■ Provided records:
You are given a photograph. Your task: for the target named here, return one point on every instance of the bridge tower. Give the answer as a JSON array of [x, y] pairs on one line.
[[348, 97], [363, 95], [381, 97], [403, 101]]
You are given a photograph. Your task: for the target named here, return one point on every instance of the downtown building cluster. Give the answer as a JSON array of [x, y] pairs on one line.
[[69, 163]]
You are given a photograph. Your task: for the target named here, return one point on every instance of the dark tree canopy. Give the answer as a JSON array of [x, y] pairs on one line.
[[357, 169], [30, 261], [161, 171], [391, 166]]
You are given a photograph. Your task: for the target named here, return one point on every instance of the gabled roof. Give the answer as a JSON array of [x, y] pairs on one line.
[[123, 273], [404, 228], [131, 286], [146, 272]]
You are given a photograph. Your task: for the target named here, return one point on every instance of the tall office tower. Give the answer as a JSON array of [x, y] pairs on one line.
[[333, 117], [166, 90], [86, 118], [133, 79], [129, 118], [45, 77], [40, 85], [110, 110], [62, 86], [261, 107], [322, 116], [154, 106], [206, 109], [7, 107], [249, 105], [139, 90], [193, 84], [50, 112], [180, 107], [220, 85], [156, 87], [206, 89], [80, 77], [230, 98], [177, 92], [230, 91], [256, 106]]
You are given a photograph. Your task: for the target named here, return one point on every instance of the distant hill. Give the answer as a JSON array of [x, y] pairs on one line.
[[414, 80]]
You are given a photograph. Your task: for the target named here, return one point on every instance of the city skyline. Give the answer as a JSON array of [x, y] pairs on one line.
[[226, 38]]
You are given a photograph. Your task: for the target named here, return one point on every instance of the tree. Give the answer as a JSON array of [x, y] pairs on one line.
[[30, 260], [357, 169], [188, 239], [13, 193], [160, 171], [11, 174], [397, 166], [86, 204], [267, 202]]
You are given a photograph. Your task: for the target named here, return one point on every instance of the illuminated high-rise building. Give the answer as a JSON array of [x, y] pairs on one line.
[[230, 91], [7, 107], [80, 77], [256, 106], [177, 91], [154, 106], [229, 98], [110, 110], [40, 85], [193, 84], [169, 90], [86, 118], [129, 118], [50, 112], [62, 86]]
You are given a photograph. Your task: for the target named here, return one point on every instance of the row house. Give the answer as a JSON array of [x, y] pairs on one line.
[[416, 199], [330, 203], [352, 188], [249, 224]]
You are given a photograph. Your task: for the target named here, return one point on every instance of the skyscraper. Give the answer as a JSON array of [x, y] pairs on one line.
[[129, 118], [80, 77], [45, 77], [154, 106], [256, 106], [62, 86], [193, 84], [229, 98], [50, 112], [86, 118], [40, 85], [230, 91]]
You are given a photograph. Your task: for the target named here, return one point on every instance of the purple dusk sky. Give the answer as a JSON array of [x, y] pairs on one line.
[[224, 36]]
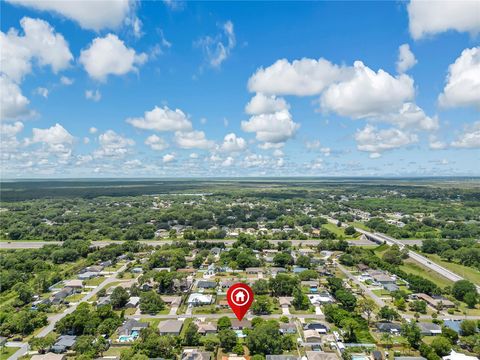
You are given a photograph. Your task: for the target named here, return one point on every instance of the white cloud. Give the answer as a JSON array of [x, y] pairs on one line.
[[411, 116], [470, 138], [301, 77], [375, 141], [42, 92], [406, 59], [168, 158], [271, 128], [113, 145], [192, 140], [228, 162], [435, 144], [156, 142], [40, 42], [64, 80], [262, 104], [109, 56], [53, 136], [433, 17], [463, 80], [368, 93], [13, 104], [162, 119], [94, 15], [217, 49], [94, 95], [232, 143]]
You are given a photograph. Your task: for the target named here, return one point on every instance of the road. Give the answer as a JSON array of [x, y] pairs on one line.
[[52, 320], [448, 274], [380, 303]]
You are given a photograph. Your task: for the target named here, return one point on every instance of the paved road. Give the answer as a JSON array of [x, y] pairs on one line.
[[448, 274], [23, 349], [53, 319], [362, 286]]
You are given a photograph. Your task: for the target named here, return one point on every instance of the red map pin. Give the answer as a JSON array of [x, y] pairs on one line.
[[240, 297]]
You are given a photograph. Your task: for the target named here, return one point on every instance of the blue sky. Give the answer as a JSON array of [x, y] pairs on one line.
[[153, 89]]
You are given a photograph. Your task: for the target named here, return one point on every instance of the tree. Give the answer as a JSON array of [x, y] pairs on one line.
[[304, 261], [119, 297], [411, 332], [387, 313], [300, 300], [228, 339], [468, 327], [283, 259], [265, 338], [224, 323], [366, 306], [151, 302], [192, 337], [441, 345], [261, 305], [471, 299], [461, 288], [260, 287]]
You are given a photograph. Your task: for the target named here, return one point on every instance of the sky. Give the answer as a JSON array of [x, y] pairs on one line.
[[122, 88]]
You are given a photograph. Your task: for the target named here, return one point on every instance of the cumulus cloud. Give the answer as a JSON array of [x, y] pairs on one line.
[[156, 142], [113, 145], [217, 49], [43, 92], [93, 95], [463, 80], [301, 77], [109, 56], [95, 15], [375, 141], [162, 119], [368, 93], [39, 42], [265, 104], [470, 138], [192, 140], [168, 158], [13, 104], [232, 143], [406, 58], [271, 128], [433, 17]]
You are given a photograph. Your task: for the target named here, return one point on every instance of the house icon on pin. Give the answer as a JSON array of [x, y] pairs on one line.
[[240, 297]]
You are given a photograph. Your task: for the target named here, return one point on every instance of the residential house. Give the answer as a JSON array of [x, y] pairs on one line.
[[288, 328], [63, 343], [240, 325], [312, 336], [195, 354], [131, 326], [205, 328], [429, 328], [170, 327], [388, 327], [132, 302], [197, 299]]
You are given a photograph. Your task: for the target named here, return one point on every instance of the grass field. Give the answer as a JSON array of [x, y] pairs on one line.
[[467, 272], [412, 267]]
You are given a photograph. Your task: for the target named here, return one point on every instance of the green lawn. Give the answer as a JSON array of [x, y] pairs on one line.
[[5, 353], [468, 273], [412, 267]]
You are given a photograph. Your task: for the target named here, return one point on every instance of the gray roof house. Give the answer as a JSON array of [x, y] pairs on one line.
[[64, 342], [170, 327], [131, 325]]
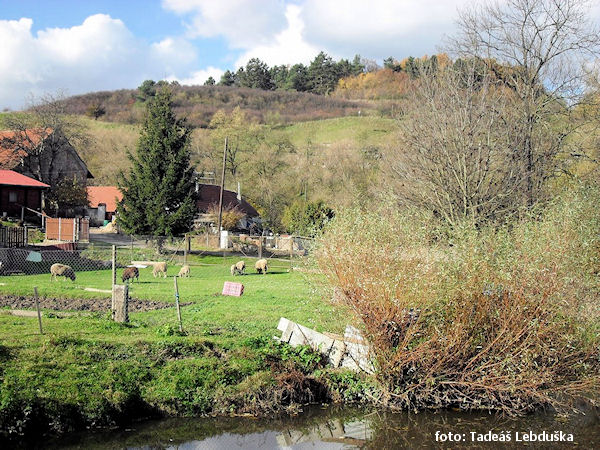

■ Exercise: Omit the pictures and repeat the rest of the listing verbatim.

■ Reply to the exercise:
You are given a photograph. Your task: for the target named here, return one point on every instance of the bridge tower. Give the answer as a JSON array of [x, y] pairs on one line.
[[348, 97], [363, 95], [381, 97], [403, 101]]
You are given a photograph. Your task: for the target named here, return one point on every instance of the downtown building cluster. Give the answer as a JSON array of [x, y] pairs on one line.
[[69, 163]]
You are given a photograph. Your task: for the target named here, return one point on every instance of the dark tree canopy. Give the answer as a JSON array of [x, y] pairs on one line.
[[357, 169], [30, 261], [161, 171], [391, 166]]
You are given a photograph. Your task: for the target named here, return one point on every instance of the gabled roof. Give the answer as a JSON array of [x, y] pairs on one line.
[[123, 273], [404, 228], [131, 286], [146, 272]]
You are given a photograph. Your task: for the target named here, return one point on every instance of the tall office tower. Give the answer as a JSON array of [x, y] pairs on one line.
[[333, 117], [166, 90], [86, 118], [133, 79], [129, 118], [45, 77], [40, 85], [110, 110], [62, 86], [261, 107], [322, 116], [154, 106], [206, 109], [7, 107], [249, 105], [139, 90], [193, 84], [50, 112], [180, 107], [220, 85], [156, 87], [206, 89], [80, 77], [230, 98], [177, 92], [230, 91], [256, 106]]
You are given a photograph. Your task: for the target named here, return one point on every instance of the distant hill. Give the answer as a JSON array of [x, y] pairs on one line.
[[414, 80]]
You are given a photograph. Your task: for the target named here, return one point on every instance of the city skyline. Give the answer as a JSON array of [x, y] pairs on one line.
[[226, 38]]
You are given a photograph. Your task: for the target named here, return one point on every instance of the tree. Give the answer as a JSON array of [x, y] pairs on one line.
[[30, 260], [357, 169], [188, 239], [13, 193], [160, 171], [11, 174], [397, 166], [86, 204], [267, 202]]
You are given a photograph. Your task: for the target named here, return one point on every instance of the illuminated high-rise building. Give the answer as a JSON array of [x, y] pairs on one line.
[[230, 91], [7, 107], [80, 77], [256, 106], [177, 91], [154, 106], [229, 98], [110, 110], [40, 85], [193, 84], [169, 90], [86, 118], [129, 118], [50, 112], [62, 86]]
You are given a photograph. Your task: for the target named here, return one point on every instance of the row house. Give the answer as a JSON array of [x, y] pairs on one line.
[[416, 199], [330, 203], [352, 188], [249, 224]]
You are given a photograph. Your task: for the target named here, return one point on every instance of the skyscraper. Give the answer as a JSON array of [x, y] pairs on one line.
[[129, 118], [80, 77], [45, 77], [154, 106], [256, 106], [62, 86], [193, 84], [229, 98], [50, 112], [86, 118], [40, 85], [230, 91]]
You are given a photograph. Your task: for the target named here, return one point on every instance of the purple dusk sky. Give the answer as a JSON array of [x, y] pairs on one line.
[[224, 36]]
You are given a photograph. Your task: for the target named here, return one point on every instance of the white cloud. Give the answer as a JSON array of [x, y] pairs on one line.
[[411, 116], [470, 138], [301, 77], [375, 141], [42, 92], [406, 59], [168, 158], [271, 128], [113, 145], [192, 140], [228, 162], [435, 144], [156, 142], [40, 42], [64, 80], [262, 104], [109, 56], [53, 136], [433, 17], [463, 80], [368, 93], [13, 104], [162, 119], [94, 15], [217, 49], [94, 95], [232, 143]]
You are given a photograph. Your task: for the target named here, return one point on every instance of the road. Give the answer as a JSON array of [x, y] pairs on one line.
[[52, 320], [448, 274], [380, 303]]
You are given a photograph. Your task: for the target named here, return one point on every instance of the paved road. Give the answer as a JSON array of [x, y] pairs on one line.
[[448, 274], [23, 349], [53, 319], [362, 286]]
You are given a photograph. Your task: for the target named here, return one point on every instance of the red map pin. Give the answer as a JSON array of [x, y] pairs on one line.
[[240, 297]]
You are given a photograph. Your task: for the target named here, return one point on every instance of the blue sky. Give the answer as a JSON array of [x, y] pairs on one line.
[[153, 89]]
You are given a photograph. Your task: for the target named here, return one point on every instance of the tree. Give the answer as a JSON array of [x, y] pairs on one line.
[[304, 261], [119, 297], [411, 332], [387, 313], [300, 300], [228, 339], [468, 327], [283, 259], [265, 338], [224, 323], [366, 306], [151, 302], [192, 337], [441, 345], [261, 305], [471, 299], [461, 288], [260, 287]]
You are given a photograph. Your task: for the target named here, return one point on every instance of the sky. Give the answer as a JSON array of [x, y] pairs on one line.
[[122, 88]]
You are given a photograph. Your task: for the target named here, return one point on every instance of the cumulus cloud. Give the answer as a JSON array of [x, y] pairs on one line.
[[156, 142], [113, 145], [217, 49], [43, 92], [93, 95], [463, 80], [301, 77], [109, 56], [95, 15], [375, 141], [162, 119], [368, 93], [39, 42], [265, 104], [470, 138], [192, 140], [168, 158], [13, 104], [232, 143], [406, 58], [271, 128], [433, 17]]
You are given a photograph. Your task: for the target named here, return one point on every instance of the house icon on pin. Give the answer as a JSON array of [x, y] pairs on one line.
[[240, 297]]
You are given a photograph. Your task: for the target named here, return one point on every instance of the residential house. Give the answer as a JSON array of [x, y] pairs on one line.
[[288, 328], [63, 343], [240, 325], [312, 336], [195, 354], [131, 326], [205, 328], [429, 328], [170, 327], [388, 327], [132, 302], [197, 299]]
You are given a photograph. Your task: for the target named here, return one point on every instance of the grass field. Give the answer as a JSON array of [x, y] pairs on one line.
[[467, 272], [412, 267]]
You are given a photograph. Your task: for the target named here, return one point on every instance of the green lawn. Give the answer as a JSON array of [x, y] pairs on one line.
[[5, 353], [468, 273], [412, 267]]
You are given a photograph. Your task: for the target named here, return one point on every instance of the gray roof house. Give the answer as a JSON array of [x, y] pairs on one line.
[[64, 342], [170, 327], [131, 325]]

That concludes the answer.